### Tasks to perform
A. Repeat the part of the snow-day article between "Last winter's brutal" and "setup to Cathedral.", inclusive.
B. In the snow-day article, how many days of class did last winter's cold and snow cancel at Grewing's school?

---- Text extract

The early arrival of wintry weather in the Midwest gave Grewing an opening to test out a virtual class day at St. Cloud Cathedral high school in central Minnesota. Grewing is having students whip out laptops or iPads and work from home. After a successful test run, Grewing declared that the students' cherished snow days are a thing of the past at least at Cathedral.

"This is what we will be doing every single snow day going forward," she said. "I'll be honest. There has been some grumbling."

Private schools like Cathedral and, increasingly, some public school districts are starting to use the flexibility that technology provides to work around weather, meeting school mandates without make-up days.

Last winter's brutal cold and snow forced the cancellation of five days of class at Grewing's school, leading to school days during Easter Break and pushing the school year a few days into summer. The polar vortex got Grewing thinking about how to bring another Minnesota private school's successful virtual class setup to Cathedral.

--------
---- Data provided

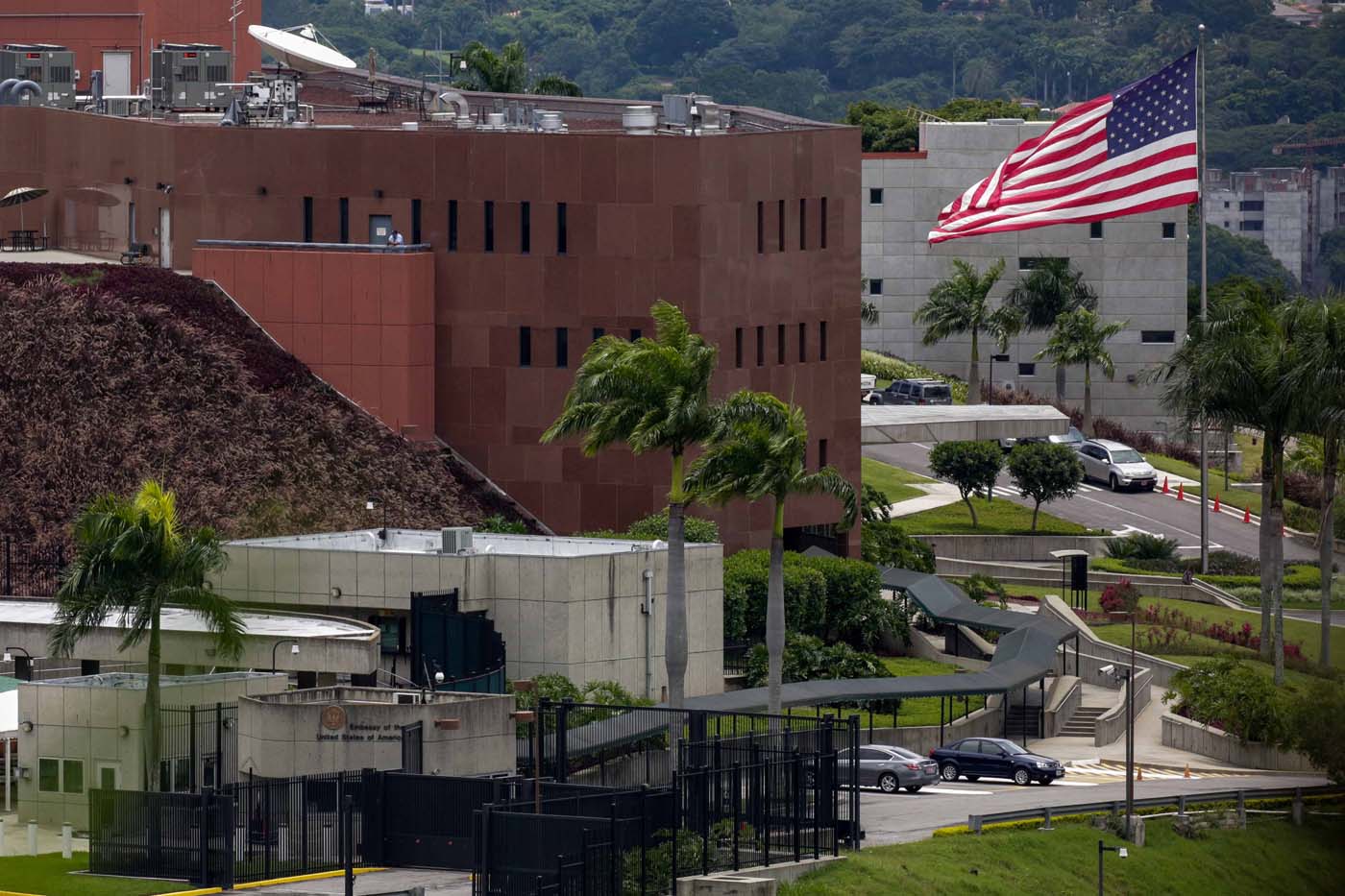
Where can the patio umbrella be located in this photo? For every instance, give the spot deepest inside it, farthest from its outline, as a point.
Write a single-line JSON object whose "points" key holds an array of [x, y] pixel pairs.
{"points": [[20, 195]]}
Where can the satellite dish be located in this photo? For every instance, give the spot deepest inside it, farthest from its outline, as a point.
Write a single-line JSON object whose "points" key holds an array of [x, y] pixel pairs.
{"points": [[302, 49]]}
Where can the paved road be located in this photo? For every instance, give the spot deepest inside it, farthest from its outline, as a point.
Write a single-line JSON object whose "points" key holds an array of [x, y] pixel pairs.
{"points": [[894, 818], [1120, 512]]}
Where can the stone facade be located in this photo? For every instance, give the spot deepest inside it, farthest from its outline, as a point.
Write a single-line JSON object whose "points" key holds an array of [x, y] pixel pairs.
{"points": [[91, 727], [1137, 265]]}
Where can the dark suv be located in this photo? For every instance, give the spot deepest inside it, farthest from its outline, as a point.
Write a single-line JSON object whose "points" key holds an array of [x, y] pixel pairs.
{"points": [[917, 392], [978, 758]]}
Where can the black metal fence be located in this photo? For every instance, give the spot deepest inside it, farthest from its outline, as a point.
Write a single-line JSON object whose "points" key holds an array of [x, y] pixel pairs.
{"points": [[27, 570]]}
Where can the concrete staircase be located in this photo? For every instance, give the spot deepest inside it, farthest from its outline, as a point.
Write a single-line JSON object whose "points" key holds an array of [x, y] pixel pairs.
{"points": [[1083, 722]]}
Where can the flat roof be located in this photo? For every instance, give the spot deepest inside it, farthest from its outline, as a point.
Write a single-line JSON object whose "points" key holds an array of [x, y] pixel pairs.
{"points": [[888, 424], [428, 541], [181, 620]]}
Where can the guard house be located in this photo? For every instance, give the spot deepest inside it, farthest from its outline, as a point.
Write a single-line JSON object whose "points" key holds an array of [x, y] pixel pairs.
{"points": [[470, 604]]}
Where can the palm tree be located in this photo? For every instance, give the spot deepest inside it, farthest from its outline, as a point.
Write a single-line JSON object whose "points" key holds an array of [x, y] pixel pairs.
{"points": [[1233, 369], [1315, 328], [1051, 289], [132, 560], [759, 449], [649, 395], [1080, 338], [961, 304]]}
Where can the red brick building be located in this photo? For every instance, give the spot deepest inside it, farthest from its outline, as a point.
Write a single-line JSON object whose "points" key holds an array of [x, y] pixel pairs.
{"points": [[534, 244]]}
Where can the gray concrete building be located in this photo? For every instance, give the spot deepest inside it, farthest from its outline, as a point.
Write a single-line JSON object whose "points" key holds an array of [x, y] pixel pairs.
{"points": [[1137, 265], [587, 608]]}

--------

### Solutions to the exercise
A.
Last winter's brutal cold and snow forced the cancellation of five days of class at Grewing's school, leading to school days during Easter Break and pushing the school year a few days into summer. The polar vortex got Grewing thinking about how to bring another Minnesota private school's successful virtual class setup to Cathedral.

B. Five days.